Task prompt – Please find each line in the records that contains the word "wearing" and copy those lines out.

Items from a data source –
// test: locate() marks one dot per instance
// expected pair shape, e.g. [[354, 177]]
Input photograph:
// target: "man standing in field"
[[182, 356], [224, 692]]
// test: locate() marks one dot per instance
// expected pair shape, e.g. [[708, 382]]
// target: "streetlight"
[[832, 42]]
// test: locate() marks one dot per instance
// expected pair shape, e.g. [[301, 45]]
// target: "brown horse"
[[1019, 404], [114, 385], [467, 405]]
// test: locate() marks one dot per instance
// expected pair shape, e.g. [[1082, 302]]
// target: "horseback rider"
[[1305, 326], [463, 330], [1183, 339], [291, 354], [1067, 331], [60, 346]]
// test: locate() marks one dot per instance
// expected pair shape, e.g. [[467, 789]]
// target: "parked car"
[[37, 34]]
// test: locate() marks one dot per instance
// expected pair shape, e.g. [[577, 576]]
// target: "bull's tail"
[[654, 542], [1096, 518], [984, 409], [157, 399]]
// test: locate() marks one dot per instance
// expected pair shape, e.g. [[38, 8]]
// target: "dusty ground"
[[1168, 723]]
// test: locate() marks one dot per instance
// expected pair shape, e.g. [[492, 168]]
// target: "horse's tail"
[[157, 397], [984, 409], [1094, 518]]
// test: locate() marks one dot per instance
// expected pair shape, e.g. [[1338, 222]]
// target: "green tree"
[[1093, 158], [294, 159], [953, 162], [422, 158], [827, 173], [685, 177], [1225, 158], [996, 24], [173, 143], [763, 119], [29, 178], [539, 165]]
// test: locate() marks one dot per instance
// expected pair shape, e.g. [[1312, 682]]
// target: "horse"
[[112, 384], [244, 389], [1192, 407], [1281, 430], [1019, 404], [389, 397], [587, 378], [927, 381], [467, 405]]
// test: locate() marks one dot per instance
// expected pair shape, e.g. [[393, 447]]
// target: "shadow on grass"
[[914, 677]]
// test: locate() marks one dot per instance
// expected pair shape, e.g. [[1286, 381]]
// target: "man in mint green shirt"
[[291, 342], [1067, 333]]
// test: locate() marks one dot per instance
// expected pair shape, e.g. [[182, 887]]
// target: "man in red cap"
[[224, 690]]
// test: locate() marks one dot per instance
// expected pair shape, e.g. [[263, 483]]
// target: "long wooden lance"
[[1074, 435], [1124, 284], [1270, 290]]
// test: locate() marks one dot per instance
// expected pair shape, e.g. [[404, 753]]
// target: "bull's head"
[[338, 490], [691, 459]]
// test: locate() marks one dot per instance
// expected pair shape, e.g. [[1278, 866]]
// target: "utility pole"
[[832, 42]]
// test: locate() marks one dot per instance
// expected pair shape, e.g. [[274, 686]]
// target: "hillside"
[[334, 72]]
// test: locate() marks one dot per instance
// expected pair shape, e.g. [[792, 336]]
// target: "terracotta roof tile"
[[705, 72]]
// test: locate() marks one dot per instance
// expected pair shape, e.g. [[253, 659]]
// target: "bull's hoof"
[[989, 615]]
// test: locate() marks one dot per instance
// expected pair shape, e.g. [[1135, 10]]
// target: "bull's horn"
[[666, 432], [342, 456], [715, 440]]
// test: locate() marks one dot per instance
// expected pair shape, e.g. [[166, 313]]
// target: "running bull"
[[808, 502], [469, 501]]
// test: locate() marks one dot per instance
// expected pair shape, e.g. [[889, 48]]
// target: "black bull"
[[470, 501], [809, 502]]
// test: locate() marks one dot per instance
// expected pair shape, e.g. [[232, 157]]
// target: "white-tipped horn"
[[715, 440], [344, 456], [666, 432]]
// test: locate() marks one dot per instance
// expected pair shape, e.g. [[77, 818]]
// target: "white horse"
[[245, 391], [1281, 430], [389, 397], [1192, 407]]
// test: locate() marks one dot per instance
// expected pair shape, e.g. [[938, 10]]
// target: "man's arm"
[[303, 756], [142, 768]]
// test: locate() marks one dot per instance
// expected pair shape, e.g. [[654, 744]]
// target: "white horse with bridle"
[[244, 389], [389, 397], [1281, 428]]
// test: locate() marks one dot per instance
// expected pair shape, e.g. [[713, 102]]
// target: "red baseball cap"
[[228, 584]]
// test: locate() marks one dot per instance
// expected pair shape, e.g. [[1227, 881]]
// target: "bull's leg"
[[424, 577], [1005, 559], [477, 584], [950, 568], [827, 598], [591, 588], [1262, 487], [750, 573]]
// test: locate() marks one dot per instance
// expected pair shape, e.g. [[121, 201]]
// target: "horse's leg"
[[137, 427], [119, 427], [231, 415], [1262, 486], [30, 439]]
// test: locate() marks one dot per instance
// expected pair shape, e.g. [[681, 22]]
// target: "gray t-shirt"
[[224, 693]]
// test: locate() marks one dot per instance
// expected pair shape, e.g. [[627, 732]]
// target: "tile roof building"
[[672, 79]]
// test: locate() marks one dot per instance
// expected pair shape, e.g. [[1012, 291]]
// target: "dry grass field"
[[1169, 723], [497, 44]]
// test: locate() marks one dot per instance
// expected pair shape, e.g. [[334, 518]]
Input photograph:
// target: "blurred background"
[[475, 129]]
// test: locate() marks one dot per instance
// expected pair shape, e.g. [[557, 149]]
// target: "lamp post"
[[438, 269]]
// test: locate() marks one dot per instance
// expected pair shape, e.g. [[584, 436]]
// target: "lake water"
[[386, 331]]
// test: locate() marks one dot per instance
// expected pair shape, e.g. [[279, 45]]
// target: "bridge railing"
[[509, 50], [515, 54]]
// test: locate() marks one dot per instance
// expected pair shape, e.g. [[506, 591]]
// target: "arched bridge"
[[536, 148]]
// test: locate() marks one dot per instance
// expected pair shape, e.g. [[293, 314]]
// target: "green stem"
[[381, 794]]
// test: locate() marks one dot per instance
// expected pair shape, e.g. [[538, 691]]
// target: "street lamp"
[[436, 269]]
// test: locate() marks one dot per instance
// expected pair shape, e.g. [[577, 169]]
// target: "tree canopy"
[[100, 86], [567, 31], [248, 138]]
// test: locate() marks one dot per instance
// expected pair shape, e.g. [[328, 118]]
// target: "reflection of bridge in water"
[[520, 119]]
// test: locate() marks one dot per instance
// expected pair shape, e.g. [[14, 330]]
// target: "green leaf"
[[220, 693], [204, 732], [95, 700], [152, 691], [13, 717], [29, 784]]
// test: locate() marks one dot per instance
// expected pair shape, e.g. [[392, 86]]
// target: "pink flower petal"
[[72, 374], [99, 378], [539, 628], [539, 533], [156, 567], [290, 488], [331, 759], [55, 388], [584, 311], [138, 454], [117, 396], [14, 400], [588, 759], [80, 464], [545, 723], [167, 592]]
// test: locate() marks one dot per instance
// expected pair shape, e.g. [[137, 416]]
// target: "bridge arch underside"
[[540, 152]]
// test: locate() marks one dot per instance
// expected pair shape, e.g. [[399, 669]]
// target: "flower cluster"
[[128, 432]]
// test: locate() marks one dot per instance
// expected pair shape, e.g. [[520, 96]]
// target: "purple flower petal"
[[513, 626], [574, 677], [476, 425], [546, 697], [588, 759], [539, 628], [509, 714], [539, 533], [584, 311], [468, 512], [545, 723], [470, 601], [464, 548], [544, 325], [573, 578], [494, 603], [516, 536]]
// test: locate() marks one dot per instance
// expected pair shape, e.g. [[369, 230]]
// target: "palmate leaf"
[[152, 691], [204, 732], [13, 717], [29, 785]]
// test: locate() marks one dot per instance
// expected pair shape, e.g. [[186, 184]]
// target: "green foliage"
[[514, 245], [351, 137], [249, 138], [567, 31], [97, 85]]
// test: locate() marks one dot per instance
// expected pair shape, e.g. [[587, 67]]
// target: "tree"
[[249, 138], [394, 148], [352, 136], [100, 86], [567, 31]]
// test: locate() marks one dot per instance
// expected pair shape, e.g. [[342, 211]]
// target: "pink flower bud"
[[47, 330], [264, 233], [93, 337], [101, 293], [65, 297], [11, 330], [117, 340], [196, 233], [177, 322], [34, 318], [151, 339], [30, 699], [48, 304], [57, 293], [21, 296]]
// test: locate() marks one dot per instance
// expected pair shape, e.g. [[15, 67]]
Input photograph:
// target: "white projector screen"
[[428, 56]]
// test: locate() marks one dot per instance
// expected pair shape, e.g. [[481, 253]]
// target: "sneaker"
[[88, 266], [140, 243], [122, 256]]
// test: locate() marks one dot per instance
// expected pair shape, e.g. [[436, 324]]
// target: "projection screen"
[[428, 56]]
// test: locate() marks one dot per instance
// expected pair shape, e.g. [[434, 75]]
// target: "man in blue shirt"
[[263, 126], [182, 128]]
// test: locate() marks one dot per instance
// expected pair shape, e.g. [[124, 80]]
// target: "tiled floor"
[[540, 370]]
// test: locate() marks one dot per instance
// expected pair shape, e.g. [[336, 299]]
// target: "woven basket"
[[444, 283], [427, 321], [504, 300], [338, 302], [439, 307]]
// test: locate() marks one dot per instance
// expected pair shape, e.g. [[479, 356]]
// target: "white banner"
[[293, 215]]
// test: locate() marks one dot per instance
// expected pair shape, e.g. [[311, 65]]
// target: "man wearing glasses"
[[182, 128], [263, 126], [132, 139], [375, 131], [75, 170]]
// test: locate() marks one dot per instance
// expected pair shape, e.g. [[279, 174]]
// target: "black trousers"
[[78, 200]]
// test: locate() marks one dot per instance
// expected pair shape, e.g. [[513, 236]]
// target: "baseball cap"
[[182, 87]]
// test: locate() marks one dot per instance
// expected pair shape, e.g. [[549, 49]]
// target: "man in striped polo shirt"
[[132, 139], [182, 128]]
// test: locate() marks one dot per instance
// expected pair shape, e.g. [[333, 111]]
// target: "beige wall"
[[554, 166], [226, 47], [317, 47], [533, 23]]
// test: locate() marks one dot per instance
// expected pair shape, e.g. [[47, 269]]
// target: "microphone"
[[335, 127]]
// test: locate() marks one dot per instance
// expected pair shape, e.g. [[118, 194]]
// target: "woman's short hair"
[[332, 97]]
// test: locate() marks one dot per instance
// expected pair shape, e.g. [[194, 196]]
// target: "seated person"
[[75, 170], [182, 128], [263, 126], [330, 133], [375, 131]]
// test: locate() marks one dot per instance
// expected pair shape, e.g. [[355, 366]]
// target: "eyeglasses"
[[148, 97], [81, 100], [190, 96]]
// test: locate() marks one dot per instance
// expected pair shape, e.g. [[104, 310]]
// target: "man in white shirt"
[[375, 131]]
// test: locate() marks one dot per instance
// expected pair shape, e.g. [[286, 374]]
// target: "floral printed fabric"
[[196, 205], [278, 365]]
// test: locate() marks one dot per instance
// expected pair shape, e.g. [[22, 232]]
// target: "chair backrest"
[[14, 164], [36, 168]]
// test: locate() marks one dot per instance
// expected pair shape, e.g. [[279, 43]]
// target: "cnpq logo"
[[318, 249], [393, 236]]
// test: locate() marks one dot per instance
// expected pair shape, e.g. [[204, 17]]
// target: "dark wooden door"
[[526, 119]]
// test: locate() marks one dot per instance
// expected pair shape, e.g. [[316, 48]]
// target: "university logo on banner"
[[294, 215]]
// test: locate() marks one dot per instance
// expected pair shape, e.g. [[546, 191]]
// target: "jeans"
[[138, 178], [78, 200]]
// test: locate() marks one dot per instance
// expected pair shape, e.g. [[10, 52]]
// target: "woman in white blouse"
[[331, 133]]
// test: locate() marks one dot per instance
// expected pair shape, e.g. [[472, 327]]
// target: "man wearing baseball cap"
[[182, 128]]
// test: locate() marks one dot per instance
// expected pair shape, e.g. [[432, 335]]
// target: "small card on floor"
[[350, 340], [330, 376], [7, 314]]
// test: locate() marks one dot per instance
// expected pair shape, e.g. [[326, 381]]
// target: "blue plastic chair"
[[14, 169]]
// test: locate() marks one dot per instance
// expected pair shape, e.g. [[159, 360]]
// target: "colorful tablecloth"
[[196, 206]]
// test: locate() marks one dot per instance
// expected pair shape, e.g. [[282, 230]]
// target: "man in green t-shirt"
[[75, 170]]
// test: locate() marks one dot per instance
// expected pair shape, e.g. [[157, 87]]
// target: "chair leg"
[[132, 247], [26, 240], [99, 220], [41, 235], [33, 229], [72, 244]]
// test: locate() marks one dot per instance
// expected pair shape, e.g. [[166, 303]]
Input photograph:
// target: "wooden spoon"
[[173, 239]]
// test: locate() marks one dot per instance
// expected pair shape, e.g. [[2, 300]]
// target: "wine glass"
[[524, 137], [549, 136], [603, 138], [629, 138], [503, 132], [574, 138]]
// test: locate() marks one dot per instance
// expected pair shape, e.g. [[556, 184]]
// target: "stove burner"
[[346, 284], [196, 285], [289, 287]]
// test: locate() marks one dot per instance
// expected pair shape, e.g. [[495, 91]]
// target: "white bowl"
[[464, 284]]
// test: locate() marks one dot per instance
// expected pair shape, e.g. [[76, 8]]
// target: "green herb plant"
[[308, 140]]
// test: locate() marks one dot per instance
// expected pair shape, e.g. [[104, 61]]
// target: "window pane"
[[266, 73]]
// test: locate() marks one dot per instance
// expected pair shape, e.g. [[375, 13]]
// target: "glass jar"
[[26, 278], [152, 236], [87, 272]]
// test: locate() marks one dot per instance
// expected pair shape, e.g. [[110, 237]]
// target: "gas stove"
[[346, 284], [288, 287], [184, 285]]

Solution to the problem –
// target: "man wearing glasses"
// target: "man wearing baseball cap"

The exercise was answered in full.